--- TEXT PROVIDED ---
Dr David L. J. Freed, MB, MD, MIBiol

Oral allergy syndrome is a burning sensation in the mouth immediately after eating certain plant foods (classically apple, celery, carrot, avocado) and is associated with and caused by cross-reacting allergens found in these plants and in birch pollen. Two decades of intensive immunobiochemistry have shown several cross-reacting antigens to be implicated in the serology, including the ubiquitous profilins and several carbohydrate antigens. Although oral allergy syndrome is rarely dangerous, it can lead on to anaphylaxis [1-3].

This pleasant 62-year-old lady (retired clerical officer) had always had a "ticklish stomach" (a tendency to nausea, vomiting and weight loss), but had managed well enough until four years previously when she had had an attack of food poisoning while on holiday in Las Vegas, after which she had never fully recovered. The presenting symptoms were burning mouth after most foods, frequent oral thrush, dry mouth and vagina, and nausea. Even drinks of water made her mouth burn. Although a small-bowel biopsy had been pronounced normal, she had decided to try a gluten- free diet and felt quite a bit better, so as time passed she experimented with eliminating other foods, with variable success. By the time she reached me she was notably underweight and eating only carrots, peas, bean sprouts, potatoes, poultry, salmon and tuna. Her consultant physician had also persuaded her to consume "Fortisip" in the hope of arresting the inexorable weight loss. Unusually for oral allergy syndrome, she did not have symptoms of pollen allergy.
---
REQUIRED WORK:
A: In the text on oral allergy syndrome, which plant foods are named as the classic triggers of the burning sensation?
B: Write out the passage of the oral allergy syndrome text between "Dr David L." and "to anaphylaxis [1-3].", inclusive.
--- EXTRACTED MATERIAL ---
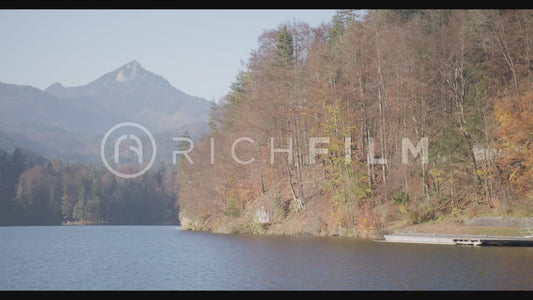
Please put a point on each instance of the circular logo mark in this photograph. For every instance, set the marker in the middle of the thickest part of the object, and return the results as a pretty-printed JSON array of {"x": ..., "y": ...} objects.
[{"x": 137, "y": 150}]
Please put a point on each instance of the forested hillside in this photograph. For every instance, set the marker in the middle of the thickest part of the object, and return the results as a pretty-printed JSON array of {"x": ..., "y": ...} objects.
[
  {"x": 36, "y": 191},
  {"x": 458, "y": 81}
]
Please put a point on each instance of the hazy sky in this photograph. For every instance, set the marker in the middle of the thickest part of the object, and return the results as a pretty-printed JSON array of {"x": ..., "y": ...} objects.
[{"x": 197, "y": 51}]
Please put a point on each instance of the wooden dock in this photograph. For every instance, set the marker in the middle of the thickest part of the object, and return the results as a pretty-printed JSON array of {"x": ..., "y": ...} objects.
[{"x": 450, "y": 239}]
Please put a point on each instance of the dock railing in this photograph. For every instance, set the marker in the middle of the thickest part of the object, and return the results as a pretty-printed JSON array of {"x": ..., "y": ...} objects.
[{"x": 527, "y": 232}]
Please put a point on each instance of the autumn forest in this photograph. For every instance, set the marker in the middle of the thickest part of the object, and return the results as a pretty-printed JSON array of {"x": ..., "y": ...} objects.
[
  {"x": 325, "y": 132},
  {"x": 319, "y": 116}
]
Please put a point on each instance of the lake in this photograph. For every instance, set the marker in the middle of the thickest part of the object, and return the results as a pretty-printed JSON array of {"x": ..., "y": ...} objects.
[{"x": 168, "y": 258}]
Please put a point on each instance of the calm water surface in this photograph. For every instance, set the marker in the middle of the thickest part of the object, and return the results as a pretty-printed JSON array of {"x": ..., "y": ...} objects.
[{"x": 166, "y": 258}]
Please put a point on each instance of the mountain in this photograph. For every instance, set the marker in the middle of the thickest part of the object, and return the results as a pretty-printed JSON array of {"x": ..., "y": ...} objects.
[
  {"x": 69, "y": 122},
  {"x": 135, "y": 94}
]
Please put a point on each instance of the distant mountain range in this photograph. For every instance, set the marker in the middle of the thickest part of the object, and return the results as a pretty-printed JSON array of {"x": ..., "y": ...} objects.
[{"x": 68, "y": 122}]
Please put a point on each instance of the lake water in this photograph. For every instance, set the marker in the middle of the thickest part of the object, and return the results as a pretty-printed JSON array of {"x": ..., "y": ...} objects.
---
--- EXTRACTED MATERIAL ---
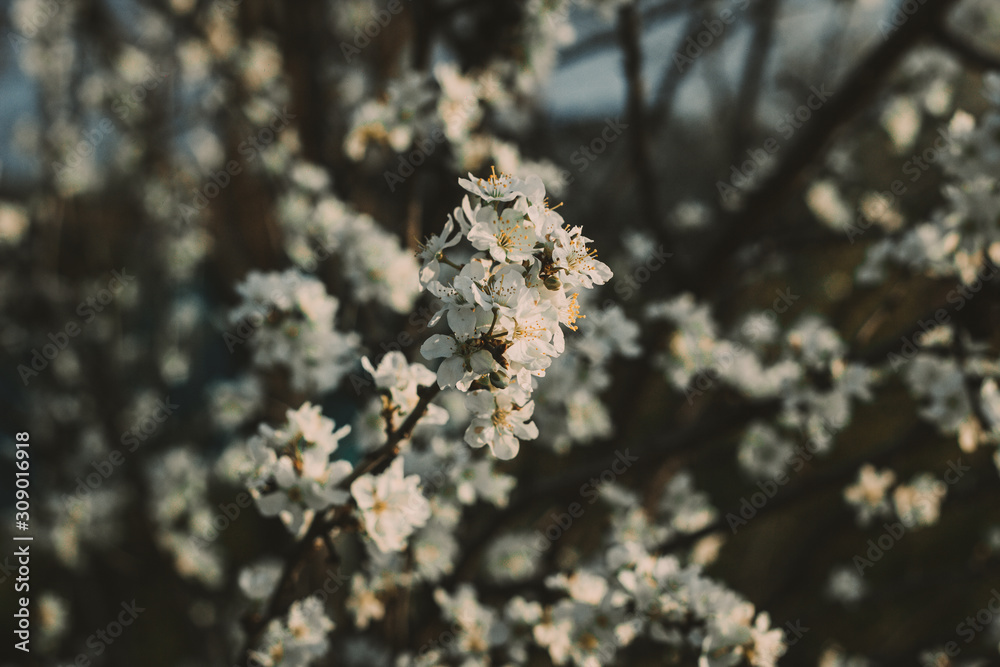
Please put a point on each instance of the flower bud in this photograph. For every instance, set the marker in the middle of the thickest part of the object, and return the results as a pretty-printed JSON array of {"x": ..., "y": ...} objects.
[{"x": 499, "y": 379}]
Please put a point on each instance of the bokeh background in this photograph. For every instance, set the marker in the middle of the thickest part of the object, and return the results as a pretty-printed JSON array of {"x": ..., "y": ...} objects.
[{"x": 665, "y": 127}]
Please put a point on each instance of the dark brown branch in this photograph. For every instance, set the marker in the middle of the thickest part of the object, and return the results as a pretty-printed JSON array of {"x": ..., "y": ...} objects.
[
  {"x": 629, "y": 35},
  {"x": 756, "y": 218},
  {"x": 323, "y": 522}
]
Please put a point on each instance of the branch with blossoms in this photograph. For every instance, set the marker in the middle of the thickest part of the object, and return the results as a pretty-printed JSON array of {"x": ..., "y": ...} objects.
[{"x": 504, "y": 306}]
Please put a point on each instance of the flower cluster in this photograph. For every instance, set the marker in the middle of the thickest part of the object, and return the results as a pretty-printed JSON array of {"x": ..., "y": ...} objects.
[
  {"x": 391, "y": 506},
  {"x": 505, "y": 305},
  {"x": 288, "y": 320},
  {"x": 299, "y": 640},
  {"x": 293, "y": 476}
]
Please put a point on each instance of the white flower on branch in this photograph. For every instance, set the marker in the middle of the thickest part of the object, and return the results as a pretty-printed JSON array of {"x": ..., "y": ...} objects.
---
--- EXTRACTED MATERIAL ---
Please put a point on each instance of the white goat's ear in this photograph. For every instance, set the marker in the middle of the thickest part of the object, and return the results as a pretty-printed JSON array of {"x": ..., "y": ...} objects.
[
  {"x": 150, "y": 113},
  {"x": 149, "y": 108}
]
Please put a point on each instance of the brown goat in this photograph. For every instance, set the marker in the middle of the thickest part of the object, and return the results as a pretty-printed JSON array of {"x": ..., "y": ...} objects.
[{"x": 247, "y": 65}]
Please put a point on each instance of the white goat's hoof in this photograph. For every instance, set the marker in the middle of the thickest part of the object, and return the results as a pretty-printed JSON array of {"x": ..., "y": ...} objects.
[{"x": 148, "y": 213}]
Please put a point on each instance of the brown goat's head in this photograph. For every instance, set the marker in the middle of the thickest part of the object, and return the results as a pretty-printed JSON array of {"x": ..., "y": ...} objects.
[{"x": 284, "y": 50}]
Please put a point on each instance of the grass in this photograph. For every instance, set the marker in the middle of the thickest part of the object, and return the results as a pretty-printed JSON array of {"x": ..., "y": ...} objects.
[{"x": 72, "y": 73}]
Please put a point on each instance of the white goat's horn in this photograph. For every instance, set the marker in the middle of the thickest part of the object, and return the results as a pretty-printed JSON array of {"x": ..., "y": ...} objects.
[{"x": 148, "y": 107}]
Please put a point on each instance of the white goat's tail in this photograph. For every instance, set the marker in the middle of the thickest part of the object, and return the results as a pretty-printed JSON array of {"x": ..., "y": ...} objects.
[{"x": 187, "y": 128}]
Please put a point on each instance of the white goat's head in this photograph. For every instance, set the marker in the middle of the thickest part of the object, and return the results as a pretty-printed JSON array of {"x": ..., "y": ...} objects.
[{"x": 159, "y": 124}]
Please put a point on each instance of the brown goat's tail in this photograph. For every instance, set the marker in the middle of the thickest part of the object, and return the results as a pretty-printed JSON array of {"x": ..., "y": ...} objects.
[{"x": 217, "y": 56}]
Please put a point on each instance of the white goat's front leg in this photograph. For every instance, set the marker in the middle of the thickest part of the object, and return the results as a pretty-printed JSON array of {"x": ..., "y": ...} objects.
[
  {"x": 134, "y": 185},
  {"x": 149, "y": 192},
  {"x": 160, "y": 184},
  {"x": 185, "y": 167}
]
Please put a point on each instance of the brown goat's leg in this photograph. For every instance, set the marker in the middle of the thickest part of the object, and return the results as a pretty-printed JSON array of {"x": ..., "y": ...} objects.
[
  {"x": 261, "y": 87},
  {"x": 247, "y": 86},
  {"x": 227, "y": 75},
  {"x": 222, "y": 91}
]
---
YOUR WRITTEN ANSWERS:
A: Apple, celery, carrot and avocado.

B:
Dr David L. J. Freed, MB, MD, MIBiol

Oral allergy syndrome is a burning sensation in the mouth immediately after eating certain plant foods (classically apple, celery, carrot, avocado) and is associated with and caused by cross-reacting allergens found in these plants and in birch pollen. Two decades of intensive immunobiochemistry have shown several cross-reacting antigens to be implicated in the serology, including the ubiquitous profilins and several carbohydrate antigens. Although oral allergy syndrome is rarely dangerous, it can lead on to anaphylaxis [1-3].